TEXTO DE ORIGEN:
━━━
Tres columnas rematada por una esfera situadas en los extremos de la pista señalaban la dirección de la carrera y entre ellas, por el centro, a todo lo largo del terreno que había de recorrerse, discurría un muro bajo (o varios, rodeados de agua) sobre el que se erguían los dos obeliscos de que hemos hablado más arriba, y además columnas, estatuas de dioses y pequeñas capillas. La pista del Gran Circo tenía originariamente, a los dos lados de la puerta principal, cuatro puertas más, es decir, ocho en total, además de aquélla, cuyo número se elevó luego a 12, tal vez en tiempo de Dominiciano, lo mismo que se elevó de cuatro a seis el número de las "facciones". Por consiguiente, después de restablecer el primitivo número de los cuatro bandos, cabía la posibilidad de organizar carreras con tres carros por cada uno de ellos, pero rara vez eran tan numerosas las cuadrigas que corrían; eran mucho más frecuentes las de dos carros por cada bando y mucho más usuales todavía las de un carro por cada facción. Aquel auriga llamdo Diocles de que hablamos más arriba había salido vencedor 51 veces en carreras de la primera clase, 347 veces en las de la segunda y 1 064 veces en las de la tercera. Las cuatro cuadrigas que solían competir salían a la pista cada una por una de las cuatro puertas más cercanas a la principal. Para compensar las diferencias del recorrido que tenían que cubrir los diferentes carros, el pasillo que encuadraba la puerta no formaba una línea recta, sino una línea curva, lo que hacía que las entradas más próximas al centro quedasen más atrás y las más lejanas más adelante; además, se sorteaban, al parecer, los sitios por los que le tocaba entrar a cada carro. Las cuadrigas recorrían la pista por la derecha del muro desde la entrada hasta las columnas del fondo izquierdo hasta el punto de partida. Hacían siete veces este doble recorrido; y para que los espectadores pudieran saber en todo momento cuántas de la siete vueltas de una carrera habían sido recorridas ya, se colocaban sobre el muro que separaba las columnas situadas a ambos extremos siete delfines y otros siete remates en forma de huevo, a suficiente altura, de moco que todo el mundo los viera, y a cada vuelta se hacía descender uno de estos adornos. Quedaba vencedor el que a la séptima vuelta cruzase primero una raya blanca marcada con yeso en el suelo del lado izquierdo. Además de los premios otorgados al vencedor, había recompensas para los que llegasen en segundo y en tercer lugar.
━━━
DATOS DEL EJERCICIO:
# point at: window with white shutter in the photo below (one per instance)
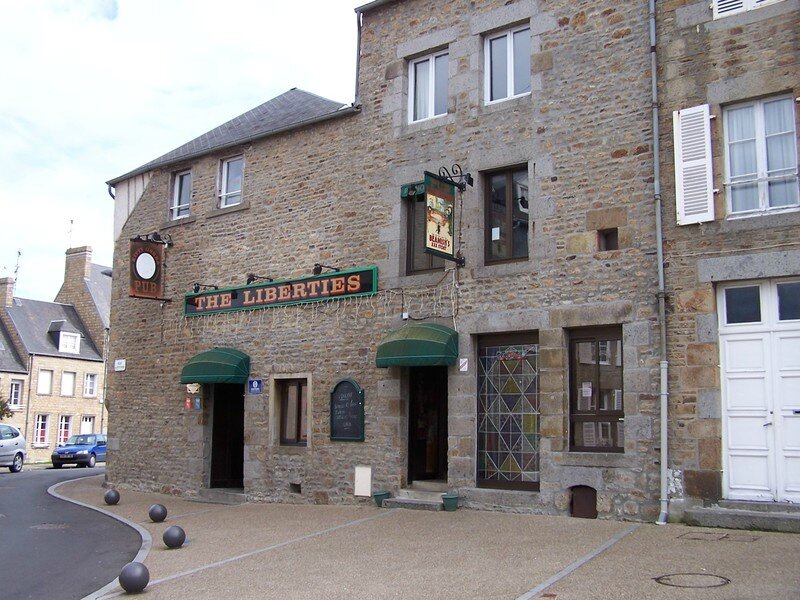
(694, 183)
(725, 8)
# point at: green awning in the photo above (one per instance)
(418, 345)
(219, 365)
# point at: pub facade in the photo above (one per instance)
(454, 279)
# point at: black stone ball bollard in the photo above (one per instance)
(174, 536)
(157, 513)
(134, 577)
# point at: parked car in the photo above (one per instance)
(12, 448)
(82, 450)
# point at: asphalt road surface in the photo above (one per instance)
(52, 549)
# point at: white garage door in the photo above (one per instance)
(760, 362)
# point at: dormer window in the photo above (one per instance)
(69, 342)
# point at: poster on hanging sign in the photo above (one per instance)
(440, 216)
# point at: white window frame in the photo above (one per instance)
(15, 394)
(224, 193)
(412, 86)
(761, 177)
(68, 388)
(87, 420)
(176, 209)
(41, 389)
(90, 385)
(726, 8)
(487, 53)
(41, 431)
(69, 343)
(64, 429)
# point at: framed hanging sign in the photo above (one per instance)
(347, 412)
(439, 217)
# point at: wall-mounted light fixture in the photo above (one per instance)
(251, 277)
(318, 268)
(156, 237)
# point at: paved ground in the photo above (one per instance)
(298, 551)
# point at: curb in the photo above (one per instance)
(144, 550)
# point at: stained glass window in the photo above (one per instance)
(508, 416)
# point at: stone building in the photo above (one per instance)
(524, 379)
(728, 93)
(52, 356)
━━━
QUÉ HACER:
1) En el texto sobre las carreras del Gran Circo, ¿qué señal debía cruzar primero el vencedor en la séptima vuelta?
2) Según el texto sobre las carreras del Gran Circo, ¿por qué el pasillo que encuadraba la puerta no formaba una línea recta?
No hace falta consultar los registros.

RESPUESTAS:
1) Una raya blanca marcada con yeso en el suelo del lado izquierdo.

2) Formaba una línea curva para compensar las diferencias del recorrido que tenía que cubrir cada carro. Así, las entradas más próximas al centro quedaban más atrás y las más lejanas, más adelante.